*Problem set*:
1: According to the meeting minutes, why does Brian Allen encourage members to take the new SAS brochures and flyers, and where can members find them?
2: Answer these questions from the meeting minutes:
(a) On what date will the Telescope Maker's group meet?
(b) Who introduced the evening's guest speaker?
(c) Which Mars Society mission does Chris Vancil currently head?

Minutes: Is the Mars Society Full of Hot Air?

By Greg Donohue

GENERAL announcements came at the end of the meeting, so let me start there before recapping the evening's presentation. The new SAS club brochures and flyers are available at the back desk at each general meeting. Brian Allen encourages group members to take some and distribute them to spread the word about SAS.

Bruce Weertman has made a contact that is interested in lighting codes for the city of Roslyn. See the Dark Skies Northwest Web site at http://www.scn.org/darksky. The Telescope Maker's group will meet on May 5, the first Saturday in May.

Sending a Solar Montgolfiere Balloon to Mars

George Best introduced the evening's guest speaker, Chris Vancil, a member of the Mars Society's Seattle chapter http://chapters.marssociety.org/pugetsound/. Chris is currently head of the Mars Society's Mars Balloon Engineering and Science Mission. The Purpose of the Mars Society is "to further the goal of the exploration and settlement of the Red Planet." Or, as Chris puts it more succinctly, "... to promote people going to Mars."

*Raw data*:
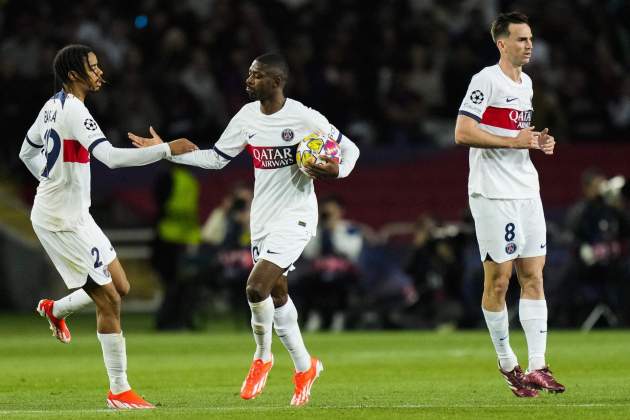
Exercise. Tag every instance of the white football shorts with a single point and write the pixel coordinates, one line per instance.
(78, 253)
(509, 229)
(282, 247)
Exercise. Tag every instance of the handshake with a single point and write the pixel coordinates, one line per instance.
(178, 147)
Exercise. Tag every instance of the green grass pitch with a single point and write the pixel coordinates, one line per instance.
(367, 375)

*Answers provided*:
1: Brian Allen wants members to distribute the brochures and flyers to spread the word about SAS. They are available at the back desk at each general meeting.

2:
(a) May 5, the first Saturday in May.
(b) George Best.
(c) The Mars Balloon Engineering and Science Mission.